Quote all lines below exactly. Images stay out.

(Records of labeled points)
▽

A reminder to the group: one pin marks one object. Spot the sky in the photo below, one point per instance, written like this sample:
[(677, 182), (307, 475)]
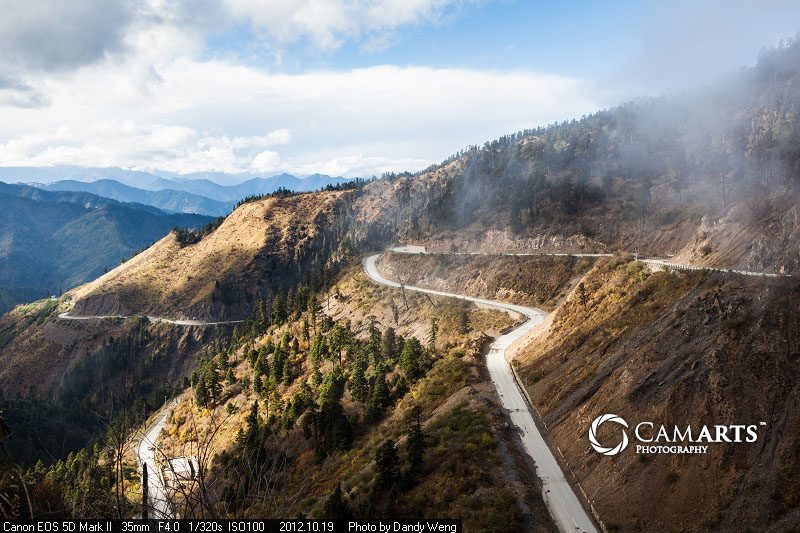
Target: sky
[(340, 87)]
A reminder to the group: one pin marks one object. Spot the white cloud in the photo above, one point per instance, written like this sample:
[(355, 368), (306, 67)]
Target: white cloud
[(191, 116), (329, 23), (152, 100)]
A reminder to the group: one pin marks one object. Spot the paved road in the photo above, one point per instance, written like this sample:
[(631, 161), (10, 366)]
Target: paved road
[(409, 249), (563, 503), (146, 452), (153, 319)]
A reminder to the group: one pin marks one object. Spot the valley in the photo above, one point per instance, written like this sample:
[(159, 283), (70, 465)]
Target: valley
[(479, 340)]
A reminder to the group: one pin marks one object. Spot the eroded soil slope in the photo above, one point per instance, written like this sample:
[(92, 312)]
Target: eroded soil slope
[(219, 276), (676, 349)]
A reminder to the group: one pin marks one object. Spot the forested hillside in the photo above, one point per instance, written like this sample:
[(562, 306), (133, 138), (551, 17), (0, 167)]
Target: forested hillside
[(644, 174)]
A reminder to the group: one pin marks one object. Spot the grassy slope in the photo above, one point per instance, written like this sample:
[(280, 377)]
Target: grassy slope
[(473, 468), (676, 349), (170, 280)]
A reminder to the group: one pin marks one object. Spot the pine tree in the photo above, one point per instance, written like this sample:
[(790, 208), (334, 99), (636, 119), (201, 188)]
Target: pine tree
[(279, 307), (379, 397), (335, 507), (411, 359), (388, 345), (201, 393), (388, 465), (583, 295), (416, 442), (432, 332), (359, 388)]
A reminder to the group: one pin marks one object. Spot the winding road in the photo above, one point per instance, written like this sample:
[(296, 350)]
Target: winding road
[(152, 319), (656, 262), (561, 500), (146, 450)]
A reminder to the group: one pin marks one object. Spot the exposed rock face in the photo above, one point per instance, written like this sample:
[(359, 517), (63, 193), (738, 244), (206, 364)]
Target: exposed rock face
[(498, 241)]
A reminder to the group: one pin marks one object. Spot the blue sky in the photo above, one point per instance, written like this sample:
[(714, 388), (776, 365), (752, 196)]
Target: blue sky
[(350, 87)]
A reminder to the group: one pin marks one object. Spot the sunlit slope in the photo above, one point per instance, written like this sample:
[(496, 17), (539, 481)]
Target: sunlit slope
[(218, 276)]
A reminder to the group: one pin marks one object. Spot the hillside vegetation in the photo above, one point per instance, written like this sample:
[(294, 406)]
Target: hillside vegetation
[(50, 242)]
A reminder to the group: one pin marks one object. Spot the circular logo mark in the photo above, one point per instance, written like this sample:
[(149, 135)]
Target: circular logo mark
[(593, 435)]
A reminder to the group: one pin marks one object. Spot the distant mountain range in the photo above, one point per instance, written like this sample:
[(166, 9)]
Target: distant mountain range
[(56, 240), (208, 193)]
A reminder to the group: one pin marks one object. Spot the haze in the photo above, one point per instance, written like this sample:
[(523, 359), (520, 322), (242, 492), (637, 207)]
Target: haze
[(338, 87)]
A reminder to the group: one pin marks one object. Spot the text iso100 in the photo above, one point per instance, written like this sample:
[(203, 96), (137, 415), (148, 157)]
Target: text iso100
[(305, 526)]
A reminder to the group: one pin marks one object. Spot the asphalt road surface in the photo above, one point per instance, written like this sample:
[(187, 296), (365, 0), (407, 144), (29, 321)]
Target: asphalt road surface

△

== Final result ==
A reminder to the group: one pin marks one object. Spot the sky in the photo below, one point per instance, written like this sample:
[(677, 182), (307, 475)]
Target: sky
[(340, 87)]
A reminder to the group: one pin marks one object. Spot the white cloud in the photo above, one point per instance, written like this sample:
[(355, 368), (306, 67)]
Target: white cloud
[(191, 116), (329, 23), (152, 100)]
A reminder to the group: one pin marks one object. Spot the paved road in the photo above, one point per instance, written like this sample:
[(631, 161), (10, 366)]
Target: paved road
[(409, 249), (563, 503), (146, 452), (153, 319)]
A reminder to the group: one pin marks one object. Spot the valley in the photo above, one point per instance, written like this sample:
[(159, 283), (70, 465)]
Target: valley
[(479, 340)]
A reminder to the group: one pin marks one object. Spot the eroded soil slope in the photo above, one point per instance, written like this sample:
[(92, 312)]
Target: eroded soil slope
[(219, 276), (676, 349)]
A reminder to the group: one pin marks one object. Spot the forested hillside in the photo above, one point per instance, written like this sample:
[(562, 306), (133, 138), (551, 17), (0, 167)]
Target: forested hillside
[(644, 174)]
A reminder to the group: one pin marks one object. Spot the grassy slope in the photo above, one point per instance, written like this sample:
[(280, 377)]
Target: grassy slope
[(473, 468), (676, 349), (170, 280)]
A reminder to the group: one pin marks one object. Spot the pine tree in the photo above, one point per instance, written like this sample:
[(790, 208), (334, 99), (636, 119), (201, 188)]
Target: pine tree
[(279, 307), (379, 397), (335, 507), (411, 359), (388, 345), (201, 393), (388, 465), (583, 295), (416, 442), (432, 332), (359, 388)]
A reminder to the group: one pin marks one object. Spot the winding road in the photo above, one point per instance, written like this sample:
[(296, 350)]
Target: winding road
[(152, 319), (656, 262), (561, 500), (146, 450)]
A reminder to the group: one pin marks one object. Spot the exposed rock face in the photo above, one point per instance, written like this sample:
[(359, 517), (63, 193), (738, 244), (206, 364)]
Target: exposed rock face
[(498, 241)]
A reminder to the group: one pin marks one object. Spot the blue sky in the photo above, one point per instance, written like this sample:
[(714, 388), (776, 365), (752, 196)]
Target: blue sky
[(350, 87)]
A reminder to the group: one pin marks one object. Spot the sunlit slope in the photo above, one point per instance, written like this sample:
[(496, 17), (539, 481)]
Target: sunlit slope
[(218, 276)]
A reminder to the group: one pin marks one object. Spot the hillside vegetation in the photo above, one point per instance, written like this sample:
[(294, 406)]
Target: hillside vegetation
[(50, 242)]
A reminder to the group: one pin marks one object. Spot the circular logo mark in the photo above, one point per instance, written like this sample:
[(149, 135)]
Target: circular logo mark
[(593, 435)]
A reminder to the group: one pin marks one object. Spot the distant mountain range in the photo above, one point per instance, written like this sample:
[(166, 9)]
Target: distant mountain range
[(56, 240), (208, 193)]
A reminder to the group: one pin marks one object. Spot the haze in the photo above, one point per instance, written like this sample:
[(523, 359), (520, 322), (242, 492), (637, 207)]
Target: haze
[(338, 87)]
A reminder to the group: one pin marks one object. Spot the text iso100 in the photo above, one point per instance, written like this sample:
[(203, 96), (137, 415), (148, 157)]
Target: text iso100
[(305, 526)]
A reminder to the group: one pin marks one object. Spot the asphalt road surface in the photo above, one point per instance, written like this sample:
[(187, 296), (365, 0), (407, 144), (29, 321)]
Target: asphalt road surface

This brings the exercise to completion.